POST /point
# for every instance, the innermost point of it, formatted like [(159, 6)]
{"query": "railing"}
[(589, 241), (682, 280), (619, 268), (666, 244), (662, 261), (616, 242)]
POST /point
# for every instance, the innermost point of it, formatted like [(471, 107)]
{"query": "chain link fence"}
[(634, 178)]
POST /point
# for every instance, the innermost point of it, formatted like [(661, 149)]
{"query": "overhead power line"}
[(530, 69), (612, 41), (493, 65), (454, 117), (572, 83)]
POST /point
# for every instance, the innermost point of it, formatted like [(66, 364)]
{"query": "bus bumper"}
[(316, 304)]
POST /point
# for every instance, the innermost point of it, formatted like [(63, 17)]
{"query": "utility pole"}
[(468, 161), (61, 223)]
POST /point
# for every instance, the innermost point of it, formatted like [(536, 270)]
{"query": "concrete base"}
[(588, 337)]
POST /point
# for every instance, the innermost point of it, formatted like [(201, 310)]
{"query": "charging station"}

++++

__Task to complete__:
Set down the listing above in full, please, exactly as it appears.

__Solution to this exercise__:
POST /point
# for every instance, the innermost point of it, formatted like [(159, 6)]
{"query": "railing"}
[(589, 241), (682, 280), (619, 268), (666, 244), (662, 261), (616, 242)]
POST /point
# for every instance, the innermost point of it, formatted like [(471, 107)]
{"query": "chain link fence"}
[(634, 178)]
POST /point
# for every instance, the innermost point of it, formatted like [(661, 149)]
{"query": "overhead power line"}
[(530, 69), (612, 41), (493, 65), (454, 117), (572, 83)]
POST /point
# for every instance, the innermost point of it, formatted like [(66, 364)]
{"query": "bus bumper"}
[(316, 304)]
POST /point
# for every instance, the innermost point of it, formatted like [(63, 17)]
{"query": "utility pole"}
[(468, 161), (61, 223)]
POST /point
# for every instance, the innermost point of it, formatted like [(536, 270)]
{"query": "concrete base"}
[(588, 337)]
POST /point
# for every instance, the innermost point of it, formatted like [(201, 310)]
{"query": "charging station"}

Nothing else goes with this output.